======== Given records ========
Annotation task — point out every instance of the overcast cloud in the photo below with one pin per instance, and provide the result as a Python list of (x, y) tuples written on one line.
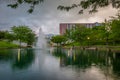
[(47, 16)]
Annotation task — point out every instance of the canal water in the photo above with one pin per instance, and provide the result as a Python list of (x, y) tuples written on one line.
[(59, 64)]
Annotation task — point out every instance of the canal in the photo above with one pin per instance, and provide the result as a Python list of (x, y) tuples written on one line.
[(59, 64)]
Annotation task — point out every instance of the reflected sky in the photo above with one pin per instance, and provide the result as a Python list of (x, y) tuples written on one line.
[(56, 64)]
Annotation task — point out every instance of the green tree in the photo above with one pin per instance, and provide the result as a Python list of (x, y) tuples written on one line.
[(24, 34), (92, 5), (59, 39), (9, 36), (2, 35), (80, 34), (115, 26)]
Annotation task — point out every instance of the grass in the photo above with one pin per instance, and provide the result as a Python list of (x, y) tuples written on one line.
[(6, 44)]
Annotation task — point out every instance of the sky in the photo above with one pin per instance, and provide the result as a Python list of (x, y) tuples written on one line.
[(47, 16)]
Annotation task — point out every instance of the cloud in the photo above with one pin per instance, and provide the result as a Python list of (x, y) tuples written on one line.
[(47, 16)]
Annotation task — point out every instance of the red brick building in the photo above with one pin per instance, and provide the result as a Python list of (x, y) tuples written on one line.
[(64, 26)]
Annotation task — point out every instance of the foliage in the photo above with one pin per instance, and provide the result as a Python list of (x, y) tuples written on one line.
[(5, 44), (92, 5), (24, 34), (115, 30), (9, 36), (59, 39), (2, 34), (79, 34), (32, 4)]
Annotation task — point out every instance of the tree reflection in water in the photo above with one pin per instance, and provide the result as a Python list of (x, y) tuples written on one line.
[(20, 59), (108, 62)]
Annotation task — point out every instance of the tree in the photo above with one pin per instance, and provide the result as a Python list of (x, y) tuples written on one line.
[(9, 36), (59, 39), (80, 33), (2, 34), (24, 34), (92, 5)]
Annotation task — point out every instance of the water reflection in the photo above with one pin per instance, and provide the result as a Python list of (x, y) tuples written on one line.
[(107, 62), (19, 59), (60, 64)]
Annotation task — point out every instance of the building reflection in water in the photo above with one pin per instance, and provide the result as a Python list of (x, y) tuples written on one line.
[(107, 62)]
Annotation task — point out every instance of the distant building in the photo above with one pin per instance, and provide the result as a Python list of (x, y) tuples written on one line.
[(64, 26)]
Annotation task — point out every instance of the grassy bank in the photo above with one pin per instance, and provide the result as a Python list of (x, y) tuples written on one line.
[(5, 44)]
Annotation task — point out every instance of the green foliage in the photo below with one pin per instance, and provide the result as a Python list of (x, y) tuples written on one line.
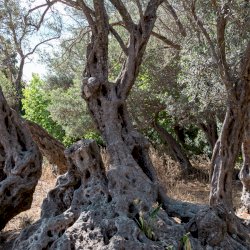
[(8, 89), (185, 242), (69, 110), (146, 222), (35, 103)]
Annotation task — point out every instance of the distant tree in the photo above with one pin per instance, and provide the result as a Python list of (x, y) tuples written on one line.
[(19, 24)]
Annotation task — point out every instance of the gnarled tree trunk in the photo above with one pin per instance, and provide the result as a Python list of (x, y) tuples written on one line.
[(51, 148), (245, 170), (91, 209), (20, 164), (210, 130)]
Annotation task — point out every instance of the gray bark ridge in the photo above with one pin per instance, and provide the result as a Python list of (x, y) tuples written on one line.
[(91, 209), (245, 170), (20, 164)]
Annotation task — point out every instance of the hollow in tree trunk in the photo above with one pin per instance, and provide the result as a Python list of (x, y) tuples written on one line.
[(175, 149), (20, 164)]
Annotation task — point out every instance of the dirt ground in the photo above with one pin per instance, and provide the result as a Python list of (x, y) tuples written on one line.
[(194, 188)]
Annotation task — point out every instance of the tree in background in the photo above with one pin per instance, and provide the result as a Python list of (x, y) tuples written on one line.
[(19, 24), (35, 104)]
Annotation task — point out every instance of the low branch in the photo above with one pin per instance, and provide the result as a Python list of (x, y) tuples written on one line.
[(166, 41)]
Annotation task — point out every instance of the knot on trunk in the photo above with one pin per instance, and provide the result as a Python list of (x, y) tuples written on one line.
[(90, 86)]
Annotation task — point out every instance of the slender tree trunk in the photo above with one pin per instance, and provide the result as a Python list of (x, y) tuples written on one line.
[(211, 132), (19, 88), (245, 170), (227, 149), (179, 131), (175, 148)]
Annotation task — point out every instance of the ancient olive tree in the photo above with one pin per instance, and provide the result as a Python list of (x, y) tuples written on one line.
========
- **Your task**
Repeat nothing before the line containing "Annotation task — point out every instance of the low"; repeat that line and every later line of the listing exactly.

- **Reply**
Annotation task — point out every instance of the low branch in the photo above with one pin per instance, and provide the result as a Python list of (x, y) tuples written on one line.
[(166, 41)]
Annotation task — point out every instance of the knot on trunk in the photo above with one pin per instance, and provide the result as a Python list of (x, y) tuples written on one line.
[(90, 86)]
Annotation task — point out every instance of the slender tree trunk in the photo above with one pin per instance, and provide the result as a Python list of (x, y) tuples written on one line.
[(211, 132), (19, 88), (245, 170), (227, 149), (179, 131), (175, 148)]
Annotation task — point out every instance of the ancient olive tree in the photo above with one pin per instance, and provide the result as a Python list of (x, y) tuples written on one line.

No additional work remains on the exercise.